• **WHAT TO DO**:
All of the data below should be written out again exactly.

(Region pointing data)
%%

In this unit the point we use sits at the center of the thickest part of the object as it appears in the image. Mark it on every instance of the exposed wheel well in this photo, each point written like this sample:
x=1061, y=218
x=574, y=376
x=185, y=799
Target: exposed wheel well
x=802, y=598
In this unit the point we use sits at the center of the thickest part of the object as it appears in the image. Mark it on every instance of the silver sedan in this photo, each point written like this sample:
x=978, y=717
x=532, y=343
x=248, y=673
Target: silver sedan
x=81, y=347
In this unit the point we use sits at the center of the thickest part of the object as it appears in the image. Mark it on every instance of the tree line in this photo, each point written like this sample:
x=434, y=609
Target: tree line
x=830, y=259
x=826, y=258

%%

• **OUTPUT FOR THIS EXERCISE**:
In this unit the point we use sits at the center of the thickest part of the object as it appears in the image. Mark it on every instance of the exposed wheel well in this photo, each point written like this sample:
x=1061, y=218
x=574, y=376
x=185, y=799
Target: exposed wheel well
x=802, y=598
In this unit the point we use sits at the center of the thickest part of the object as it appears in the image. Mark it on every instance of the silver sedan in this photo, each point written like this sample:
x=978, y=717
x=532, y=343
x=248, y=673
Target: silver sedan
x=81, y=347
In this unit the point we use sits at the center of the thickest part of the object as it appears in the image. Mark it on every instance of the tree line in this photo, each point written like this sample:
x=434, y=609
Target: tree line
x=830, y=259
x=826, y=258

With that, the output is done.